Search code examples
c#powershellaudiotext-to-speech

Microsoft SpeechSynthesizer crackles when outputting to files and streams


I'm writing a thing that uses the SpeechSynthesizer to generate wave files on request, but I'm having problems with crackling noises. The weird thing is that output directly to the sound card is just fine.

This short powershell script demonstrates the issue, though I'm writing my program in C#.

Add-Type -AssemblyName System.Speech
$speech = New-Object System.Speech.Synthesis.SpeechSynthesizer
$speech.Speak('Guybrush Threepwood, mighty pirate!')
$speech.SetOutputToWaveFile("${PSScriptRoot}\foo.wav")
$speech.Speak('Guybrush Threepwood, mighty pirate!')

What this should do, is output to the speakers, and then save that same sound as "foo.wav" next to the script.

What it does is output to the speakers, and then save a crackling, old record player sounding version as a wave file. I've tested this on three different machines, and though they select different voices by default (all Microsoft provided default ones), they all sound like garbage falling down stairs in the wave file.

Why?

EDIT: I am testing this on Windows 10 Pro, with the latest updates that add that annoying "People" button on the taskbar.

EDIT 2: Here's a link to an example sound generated with the above script. Notice the crackling voice, that's not there when the script outputs directly to the speakers.

EDIT 3: It's even more noticeable with a female voice

EDIT 4: The same voice as above, saved to file with TextAloud 3 - no cracking, no vertical spikes.


Solution

  • This is an issue with the SpeechSynthesizer API, which simply provides bad quality, crackling audio as seen in the samples above. The solution is to do what TextAloud does, which is to use the SpeechLib COM objects directly.

    This is done by adding a COM reference to "Microsoft Speech Object Library (5.4)". Here is a snippet of the code I ended up with, which produces audio clips of the same quality as TextAloud:

    public new static byte[] GetSound(Order o)
    {
        const SpeechVoiceSpeakFlags speechFlags = SpeechVoiceSpeakFlags.SVSFlagsAsync;
        var synth = new SpVoice();
        var wave = new SpMemoryStream();
        var voices = synth.GetVoices();
        try
        {
            // synth setup
            synth.Volume = Math.Max(1, Math.Min(100, o.Volume ?? 100));
            synth.Rate = Math.Max(-10, Math.Min(10, o.Rate ?? 0));
            foreach (SpObjectToken voice in voices)

* * * * *

**Tasks to carry out**
**A)** Transcribe the thread about SpeechSynthesizer crackling from "EDIT 4: The" up to and including "COM objects directly.".
**B)** Answer these questions using the thread about SpeechSynthesizer crackling:
(i) Which edition of Windows was the script tested on?
(ii) On how many different machines was the problem tested?
(iii) Which COM reference does the solution say to add?
**C)** Continue the thread about SpeechSynthesizer crackling, picking up after the last line shown.

**Provided material**
* * * * *

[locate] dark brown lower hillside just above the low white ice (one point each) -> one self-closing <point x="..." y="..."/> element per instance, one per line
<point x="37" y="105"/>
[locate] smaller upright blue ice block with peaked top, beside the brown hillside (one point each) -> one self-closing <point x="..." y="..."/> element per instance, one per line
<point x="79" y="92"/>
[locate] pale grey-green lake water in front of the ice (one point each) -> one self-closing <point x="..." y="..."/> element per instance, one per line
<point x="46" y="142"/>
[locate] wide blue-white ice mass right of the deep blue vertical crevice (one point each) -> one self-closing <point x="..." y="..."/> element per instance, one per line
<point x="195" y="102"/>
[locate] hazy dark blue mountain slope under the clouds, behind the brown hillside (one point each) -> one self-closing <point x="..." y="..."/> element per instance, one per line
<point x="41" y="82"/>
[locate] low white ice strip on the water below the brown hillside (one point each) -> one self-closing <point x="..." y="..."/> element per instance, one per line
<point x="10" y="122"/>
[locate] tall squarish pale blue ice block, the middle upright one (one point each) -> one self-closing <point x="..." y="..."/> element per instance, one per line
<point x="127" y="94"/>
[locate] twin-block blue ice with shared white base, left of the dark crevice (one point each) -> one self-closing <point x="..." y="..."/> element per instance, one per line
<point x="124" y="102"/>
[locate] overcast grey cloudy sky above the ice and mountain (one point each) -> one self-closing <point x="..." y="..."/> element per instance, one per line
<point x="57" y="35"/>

* * * * *

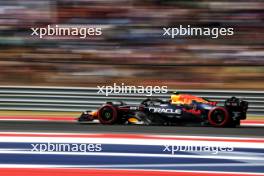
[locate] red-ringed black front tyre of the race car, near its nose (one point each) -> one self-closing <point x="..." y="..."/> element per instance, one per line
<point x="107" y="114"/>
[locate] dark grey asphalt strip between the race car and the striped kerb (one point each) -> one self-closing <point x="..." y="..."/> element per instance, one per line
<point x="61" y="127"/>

* * * * *

**Answers to this exercise**
**A)**
EDIT 4: The same voice as above, saved to file with TextAloud 3 - no cracking, no vertical spikes.


Solution

  • This is an issue with the SpeechSynthesizer API, which simply provides bad quality, crackling audio as seen in the samples above. The solution is to do what TextAloud does, which is to use the SpeechLib COM objects directly.

**B)**
(i) Windows 10 Pro.
(ii) Three.
(iii) "Microsoft Speech Object Library (5.4)".

**C)**
            {
                if (voice.GetAttribute("Name") == o.Voice.Name)
                {
                    synth.Voice = voice;
                }
            }
            wave.Format.Type = SpeechAudioFormatType.SAFT22kHz16BitMono;
            synth.AudioOutputStream = wave;
            synth.Speak(o.Text, speechFlags);
            synth.WaitUntilDone(Timeout.Infinite);
    
            var waveFormat = new WaveFormat(22050, 16, 1);
            using (var ms = new MemoryStream((byte[])wave.GetData()))
            using (var reader = new RawSourceWaveStream(ms, waveFormat))
            using (var outStream = new MemoryStream())
            using (var writer = new WaveFileWriter(outStream, waveFormat))
            {
                reader.CopyTo(writer);
                return o.Mp3 ? ConvertToMp3(outStream) : outStream.GetBuffer();
            }
        }
        finally
        {
            Marshal.ReleaseComObject(voices);
            Marshal.ReleaseComObject(wave);
            Marshal.ReleaseComObject(synth);
        }
    }
    

    This is the code to convert a wave file to mp3. It uses NAudio.Lame from nuget.

    internal static byte[] ConvertToMp3(Stream wave)
    {
        wave.Position = 0;
        using (var mp3 = new MemoryStream())
        using (var reader = new WaveFileReader(wave))
        using (var writer = new LameMP3FileWriter(mp3, reader.WaveFormat, 128))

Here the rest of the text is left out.